◆ **PROBLEM TO WORK ON**:
In the records below, copy out word for word the lines starting with the one that contains "In the photo above, where can the white dress" and going on through the one that contains "(1104, 238)", including both of those lines.

◆ **Point annotation records**:
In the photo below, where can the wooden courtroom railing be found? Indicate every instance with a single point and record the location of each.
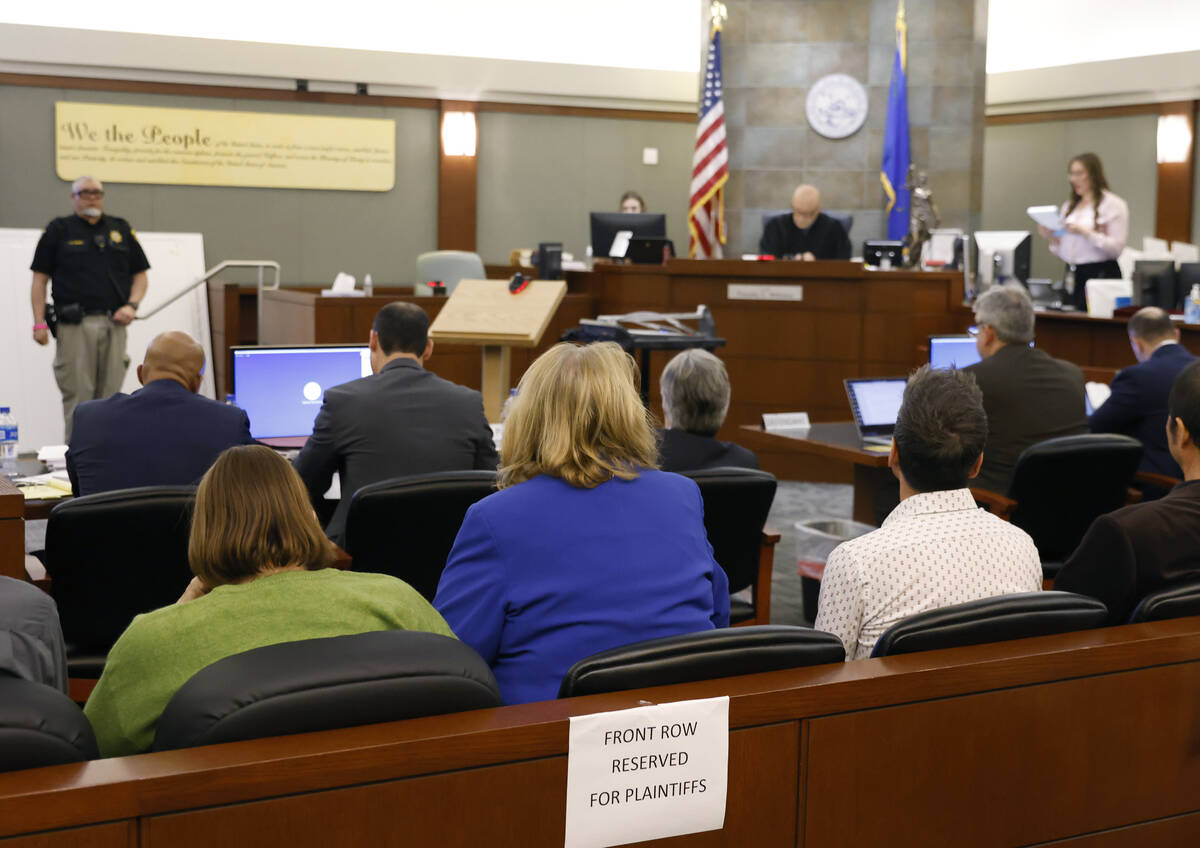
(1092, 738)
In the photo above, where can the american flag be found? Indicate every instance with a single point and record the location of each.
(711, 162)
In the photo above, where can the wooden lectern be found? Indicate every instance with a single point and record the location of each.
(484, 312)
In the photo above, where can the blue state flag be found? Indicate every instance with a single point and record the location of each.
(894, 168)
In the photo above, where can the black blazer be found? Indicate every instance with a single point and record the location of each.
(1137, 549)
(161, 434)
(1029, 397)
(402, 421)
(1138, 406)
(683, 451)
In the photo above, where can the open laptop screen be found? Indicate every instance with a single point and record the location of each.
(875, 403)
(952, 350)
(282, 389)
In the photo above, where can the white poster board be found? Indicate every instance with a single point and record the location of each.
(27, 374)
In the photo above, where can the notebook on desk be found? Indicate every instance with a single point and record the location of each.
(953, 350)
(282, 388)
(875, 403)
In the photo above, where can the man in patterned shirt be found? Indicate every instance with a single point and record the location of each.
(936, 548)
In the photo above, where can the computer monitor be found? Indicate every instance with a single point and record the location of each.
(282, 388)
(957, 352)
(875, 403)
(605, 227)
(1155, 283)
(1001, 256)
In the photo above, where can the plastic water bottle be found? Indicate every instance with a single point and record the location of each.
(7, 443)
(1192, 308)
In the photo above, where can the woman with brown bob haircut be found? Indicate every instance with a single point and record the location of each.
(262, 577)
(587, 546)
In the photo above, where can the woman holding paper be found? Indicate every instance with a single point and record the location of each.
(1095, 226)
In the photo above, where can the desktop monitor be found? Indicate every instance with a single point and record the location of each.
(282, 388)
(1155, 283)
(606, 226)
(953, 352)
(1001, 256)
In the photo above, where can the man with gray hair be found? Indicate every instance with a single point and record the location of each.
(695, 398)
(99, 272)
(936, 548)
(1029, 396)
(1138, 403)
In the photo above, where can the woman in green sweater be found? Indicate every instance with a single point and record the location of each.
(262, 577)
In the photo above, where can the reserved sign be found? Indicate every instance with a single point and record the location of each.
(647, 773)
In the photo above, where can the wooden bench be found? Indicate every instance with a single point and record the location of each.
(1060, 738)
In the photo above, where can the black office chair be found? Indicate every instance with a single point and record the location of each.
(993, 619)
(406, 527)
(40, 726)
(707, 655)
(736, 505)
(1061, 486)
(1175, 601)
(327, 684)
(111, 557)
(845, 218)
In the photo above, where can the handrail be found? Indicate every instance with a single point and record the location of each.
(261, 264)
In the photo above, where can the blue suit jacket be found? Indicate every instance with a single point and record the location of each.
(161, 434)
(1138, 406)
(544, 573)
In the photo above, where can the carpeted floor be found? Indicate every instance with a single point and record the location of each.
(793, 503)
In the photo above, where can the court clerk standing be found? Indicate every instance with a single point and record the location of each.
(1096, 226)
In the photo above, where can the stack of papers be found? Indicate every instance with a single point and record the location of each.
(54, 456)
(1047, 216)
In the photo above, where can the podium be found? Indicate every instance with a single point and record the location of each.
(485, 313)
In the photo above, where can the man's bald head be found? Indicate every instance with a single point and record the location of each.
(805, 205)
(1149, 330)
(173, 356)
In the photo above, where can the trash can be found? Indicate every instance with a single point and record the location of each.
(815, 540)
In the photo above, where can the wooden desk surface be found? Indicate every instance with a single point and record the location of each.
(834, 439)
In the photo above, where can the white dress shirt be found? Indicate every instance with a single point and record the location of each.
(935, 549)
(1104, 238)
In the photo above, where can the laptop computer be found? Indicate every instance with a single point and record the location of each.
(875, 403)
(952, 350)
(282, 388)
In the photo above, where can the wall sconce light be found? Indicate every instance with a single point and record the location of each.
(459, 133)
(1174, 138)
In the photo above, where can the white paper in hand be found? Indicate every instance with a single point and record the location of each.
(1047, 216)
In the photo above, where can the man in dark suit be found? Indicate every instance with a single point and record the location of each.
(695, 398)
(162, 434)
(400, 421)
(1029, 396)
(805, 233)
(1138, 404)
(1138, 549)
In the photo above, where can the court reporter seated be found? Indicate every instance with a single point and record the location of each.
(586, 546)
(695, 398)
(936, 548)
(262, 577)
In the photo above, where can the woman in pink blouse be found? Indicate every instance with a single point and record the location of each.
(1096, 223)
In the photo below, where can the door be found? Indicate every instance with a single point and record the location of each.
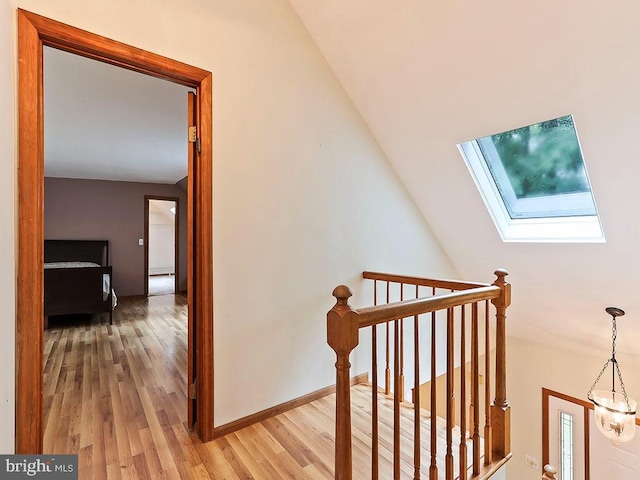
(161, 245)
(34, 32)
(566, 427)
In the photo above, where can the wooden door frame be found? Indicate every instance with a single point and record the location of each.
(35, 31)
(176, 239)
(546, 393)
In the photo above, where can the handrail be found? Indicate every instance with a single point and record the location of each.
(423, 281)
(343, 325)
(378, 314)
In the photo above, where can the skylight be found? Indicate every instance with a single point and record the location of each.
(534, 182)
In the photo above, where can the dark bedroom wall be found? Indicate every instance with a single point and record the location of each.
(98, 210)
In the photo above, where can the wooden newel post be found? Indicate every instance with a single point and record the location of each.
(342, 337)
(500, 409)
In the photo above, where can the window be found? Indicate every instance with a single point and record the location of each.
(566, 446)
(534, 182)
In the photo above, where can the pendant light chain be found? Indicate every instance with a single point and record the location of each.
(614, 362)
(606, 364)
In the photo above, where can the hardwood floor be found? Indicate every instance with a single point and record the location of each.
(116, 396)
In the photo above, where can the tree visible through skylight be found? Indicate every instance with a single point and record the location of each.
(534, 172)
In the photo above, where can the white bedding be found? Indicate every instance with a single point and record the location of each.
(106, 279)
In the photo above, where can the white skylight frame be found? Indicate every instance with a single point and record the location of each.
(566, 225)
...
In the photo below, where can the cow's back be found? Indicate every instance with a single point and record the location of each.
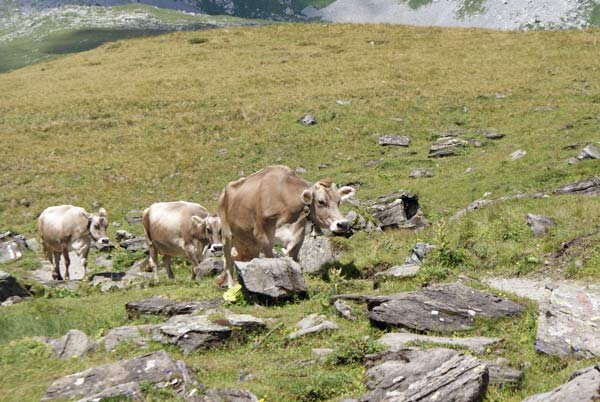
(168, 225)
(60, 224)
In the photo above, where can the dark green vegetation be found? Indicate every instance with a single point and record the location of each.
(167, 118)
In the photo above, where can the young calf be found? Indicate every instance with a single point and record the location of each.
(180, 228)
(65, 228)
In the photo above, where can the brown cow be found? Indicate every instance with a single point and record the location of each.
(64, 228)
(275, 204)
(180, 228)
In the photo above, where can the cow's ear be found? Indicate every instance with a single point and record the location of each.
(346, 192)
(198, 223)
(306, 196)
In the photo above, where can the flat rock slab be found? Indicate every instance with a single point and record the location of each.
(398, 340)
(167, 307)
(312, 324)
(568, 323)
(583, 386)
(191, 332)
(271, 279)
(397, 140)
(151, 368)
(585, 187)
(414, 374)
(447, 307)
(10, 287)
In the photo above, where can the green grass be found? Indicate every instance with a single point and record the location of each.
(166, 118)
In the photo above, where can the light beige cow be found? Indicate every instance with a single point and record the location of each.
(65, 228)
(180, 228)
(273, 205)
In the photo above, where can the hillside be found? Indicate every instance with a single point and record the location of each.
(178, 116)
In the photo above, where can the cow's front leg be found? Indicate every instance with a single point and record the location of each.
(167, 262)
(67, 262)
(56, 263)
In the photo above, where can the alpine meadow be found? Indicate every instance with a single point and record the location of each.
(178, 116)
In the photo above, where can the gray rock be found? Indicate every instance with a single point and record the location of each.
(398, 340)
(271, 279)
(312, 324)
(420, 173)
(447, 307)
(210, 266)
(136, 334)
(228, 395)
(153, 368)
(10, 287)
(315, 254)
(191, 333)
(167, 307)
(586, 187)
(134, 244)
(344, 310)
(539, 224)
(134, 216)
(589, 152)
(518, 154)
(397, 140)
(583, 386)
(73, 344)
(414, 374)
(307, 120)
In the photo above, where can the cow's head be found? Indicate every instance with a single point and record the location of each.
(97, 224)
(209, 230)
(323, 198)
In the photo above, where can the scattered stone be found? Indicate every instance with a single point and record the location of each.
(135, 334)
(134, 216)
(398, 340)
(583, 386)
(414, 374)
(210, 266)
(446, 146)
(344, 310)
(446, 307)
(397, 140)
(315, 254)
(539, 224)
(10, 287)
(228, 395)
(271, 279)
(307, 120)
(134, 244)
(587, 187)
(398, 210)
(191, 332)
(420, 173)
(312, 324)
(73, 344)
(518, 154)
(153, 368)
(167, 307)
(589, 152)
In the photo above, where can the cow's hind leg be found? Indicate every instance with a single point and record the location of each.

◆ **RESPONSE FOR THIS EXERCISE**:
In the photo above, where can the white dress shirt be found? Indicate every instance with a single point and record the location of each.
(935, 549)
(1104, 238)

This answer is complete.